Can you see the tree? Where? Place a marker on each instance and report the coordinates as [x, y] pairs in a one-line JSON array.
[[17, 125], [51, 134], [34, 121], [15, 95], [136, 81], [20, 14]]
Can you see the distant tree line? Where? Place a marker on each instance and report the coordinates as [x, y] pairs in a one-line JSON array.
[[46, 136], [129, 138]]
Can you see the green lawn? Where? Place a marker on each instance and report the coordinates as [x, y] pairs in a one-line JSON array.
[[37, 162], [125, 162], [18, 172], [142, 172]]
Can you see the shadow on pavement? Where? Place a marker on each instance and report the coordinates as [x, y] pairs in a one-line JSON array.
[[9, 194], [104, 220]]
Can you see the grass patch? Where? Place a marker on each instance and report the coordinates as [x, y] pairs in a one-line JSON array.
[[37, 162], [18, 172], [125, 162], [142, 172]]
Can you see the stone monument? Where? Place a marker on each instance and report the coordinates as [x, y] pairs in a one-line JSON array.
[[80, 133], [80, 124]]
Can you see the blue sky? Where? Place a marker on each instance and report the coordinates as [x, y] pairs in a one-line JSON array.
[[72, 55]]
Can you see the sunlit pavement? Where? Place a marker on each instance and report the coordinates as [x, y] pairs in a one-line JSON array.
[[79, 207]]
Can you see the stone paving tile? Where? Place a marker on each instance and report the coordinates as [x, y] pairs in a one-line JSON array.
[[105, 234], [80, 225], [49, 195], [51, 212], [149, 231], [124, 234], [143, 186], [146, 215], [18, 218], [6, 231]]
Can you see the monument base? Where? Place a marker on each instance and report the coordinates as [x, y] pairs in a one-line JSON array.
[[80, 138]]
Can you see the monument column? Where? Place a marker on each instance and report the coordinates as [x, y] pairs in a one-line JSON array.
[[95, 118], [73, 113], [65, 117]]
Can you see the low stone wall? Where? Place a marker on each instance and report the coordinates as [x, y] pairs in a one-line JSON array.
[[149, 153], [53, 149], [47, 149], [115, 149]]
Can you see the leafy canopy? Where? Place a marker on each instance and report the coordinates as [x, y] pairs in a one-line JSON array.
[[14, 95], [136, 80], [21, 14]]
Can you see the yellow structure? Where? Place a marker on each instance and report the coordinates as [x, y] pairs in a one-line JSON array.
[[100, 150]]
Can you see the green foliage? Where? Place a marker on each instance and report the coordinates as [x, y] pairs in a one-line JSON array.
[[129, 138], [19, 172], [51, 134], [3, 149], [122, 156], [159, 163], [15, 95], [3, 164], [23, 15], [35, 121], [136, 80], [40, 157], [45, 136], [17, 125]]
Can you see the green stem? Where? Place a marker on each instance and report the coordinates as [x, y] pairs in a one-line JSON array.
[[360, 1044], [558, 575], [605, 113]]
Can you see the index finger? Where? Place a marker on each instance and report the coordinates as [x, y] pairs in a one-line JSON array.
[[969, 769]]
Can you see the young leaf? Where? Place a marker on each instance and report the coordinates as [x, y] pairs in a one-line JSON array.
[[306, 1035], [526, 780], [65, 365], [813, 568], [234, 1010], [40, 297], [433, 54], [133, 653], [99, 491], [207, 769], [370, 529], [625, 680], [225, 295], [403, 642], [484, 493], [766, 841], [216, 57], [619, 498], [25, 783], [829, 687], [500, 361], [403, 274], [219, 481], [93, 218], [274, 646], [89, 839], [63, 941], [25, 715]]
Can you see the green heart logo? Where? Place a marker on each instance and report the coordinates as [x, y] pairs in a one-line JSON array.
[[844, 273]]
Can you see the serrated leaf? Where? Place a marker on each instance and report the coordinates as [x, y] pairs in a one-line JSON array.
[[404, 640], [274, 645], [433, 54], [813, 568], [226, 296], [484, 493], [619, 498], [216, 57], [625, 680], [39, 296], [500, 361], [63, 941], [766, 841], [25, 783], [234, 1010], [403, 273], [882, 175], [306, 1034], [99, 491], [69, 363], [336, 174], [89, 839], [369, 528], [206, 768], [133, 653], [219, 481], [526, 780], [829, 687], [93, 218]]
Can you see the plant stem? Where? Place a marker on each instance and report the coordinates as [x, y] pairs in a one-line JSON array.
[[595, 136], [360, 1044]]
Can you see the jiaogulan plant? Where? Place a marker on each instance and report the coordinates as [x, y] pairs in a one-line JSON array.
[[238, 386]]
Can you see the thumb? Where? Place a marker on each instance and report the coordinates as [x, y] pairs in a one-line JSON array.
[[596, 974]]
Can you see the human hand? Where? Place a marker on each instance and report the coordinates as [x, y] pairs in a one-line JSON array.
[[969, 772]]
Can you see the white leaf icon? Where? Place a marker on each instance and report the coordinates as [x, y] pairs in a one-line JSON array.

> **EXERCISE DETAILS**
Transcribe every record above exactly.

> **ANSWER TO THIS PROBLEM**
Can you see the tree? Where? Place a marker on each instance and report the coordinates as [x, y] pairs in a one-line JSON array.
[[17, 125], [51, 134], [34, 121], [15, 95], [136, 81], [20, 14]]
Can you see the distant tree line? Where? Place a marker on each instance and report the coordinates as [x, y] pairs in a one-line JSON array.
[[46, 136], [129, 138]]
Can you see the green lawn? Where? Place a marker on each instance and report the coordinates as [x, y] pairs in a one-line JSON array.
[[37, 162], [125, 162], [18, 172], [142, 172]]
Can you see the shadow on pavement? Where? Place a marker on each instance and report the coordinates as [x, y] pairs in a one-line JSON array.
[[9, 194], [104, 220]]
Can you see the grass patch? Where? Place a marker on each instance and report the coordinates as [x, y] pairs in a one-line JSON array.
[[37, 162], [18, 172], [125, 162], [142, 172]]
Can you see the stone monument? Where? Place a marker on each instance and report the coordinates as [x, y] pairs in a one-line JSON array.
[[80, 133], [80, 124]]
Can you see the blue sky? Where? Place a marker on each instance and report the coordinates as [x, y] pairs in a one-line JSON array.
[[72, 55]]
Can you see the sunlit pavement? Where? Place a marker on each instance and report the coordinates as [x, y] pairs in a one-line JSON array.
[[79, 207]]
Can you see the stone paving tile? Where? Place a marker on each instance and report the coordinates as [x, y] pairs in a one-line JSON array.
[[105, 234], [80, 225], [49, 195], [51, 212], [149, 231], [124, 234], [143, 186], [146, 215], [18, 218], [6, 231]]
Can you see the monument base? Where? Place a marker on each instance and report the coordinates as [x, y] pairs in a one-line JSON array.
[[80, 138]]
Can you see the monument column? Where? Place a marker on each instance and report the coordinates as [x, y] pairs in a one-line JSON array.
[[95, 118], [73, 113], [65, 117]]
Can you see the low stone wall? Where? Place a marker on each instance and report the coordinates as [x, y] pairs in a one-line JSON array.
[[149, 153], [53, 149], [47, 149], [115, 149]]
Can you see the leafy canopy? Where? Place a marker on each instance and report the coordinates as [x, y] pairs in a one-line JSON array.
[[14, 95], [136, 80], [21, 14]]
Can you see the yellow structure? Where? Place a marker on each instance and report the coordinates as [x, y] pairs in a one-line JSON array.
[[100, 150]]
Can you see the green foliage? Where? Place a marker on each instance and report the coordinates as [x, y] pairs in a one-line JSON array.
[[129, 138], [19, 172], [51, 134], [3, 149], [122, 156], [159, 163], [15, 95], [3, 164], [23, 15], [35, 121], [136, 80], [40, 157], [45, 136], [17, 125]]
Can you see the green stem? Where? Place a marker on each instance and report the coordinates as [x, y] pairs in a one-line JSON array.
[[360, 1044], [558, 575], [605, 113]]
Can you see the index finger? Where? Place a marker on each instance and report the coordinates as [x, y] pairs in a one-line JSON array.
[[969, 769]]
Can you see the young leaf? Where? Place a marker on each instance and report the coordinates as [x, y] pairs in a one-line JSON array.
[[306, 1035], [526, 780], [65, 365], [813, 568], [234, 1010], [40, 297], [433, 54], [133, 653], [99, 491], [207, 769], [370, 529], [625, 680], [225, 295], [403, 642], [484, 493], [766, 841], [216, 57], [619, 498], [25, 783], [829, 687], [500, 361], [403, 274], [219, 481], [93, 218], [274, 646], [89, 839], [63, 941], [25, 715]]
Can you see the green heart logo? Where? Place a marker on each instance and report the coordinates as [x, y] pairs in a one-line JSON array.
[[844, 273]]
Can you see the serrated leaf? Where? Place a marker on each instance and report the coordinates as [x, y] pairs in a one-line JSON array.
[[404, 640], [274, 645], [433, 54], [813, 568], [226, 296], [484, 493], [619, 498], [216, 57], [625, 680], [39, 296], [500, 361], [63, 941], [766, 841], [25, 783], [234, 1010], [403, 273], [882, 175], [306, 1034], [99, 491], [69, 363], [336, 174], [89, 839], [369, 528], [206, 768], [133, 653], [219, 481], [526, 780], [829, 687], [93, 218]]
Can you see the plant stem? Where? Place a marker on each instance and report the coordinates as [x, y] pairs in a one-line JSON array.
[[595, 136], [360, 1044]]
Can you see the jiaogulan plant? Where? Place a marker on each instance and report the coordinates as [x, y] pairs in a one-line JSON array.
[[238, 386]]
Can you see the thumb? Where? Place a marker on each instance and report the coordinates as [x, y] pairs in a one-line JSON array.
[[596, 974]]
Can you see the human hand? Where? Place a marker on each instance and report the coordinates as [x, y] pairs in a one-line JSON array.
[[969, 772]]
Can you see the white leaf icon? Where? Place a marker on each instance and report the coordinates as [x, y] pairs in a one-line JSON array.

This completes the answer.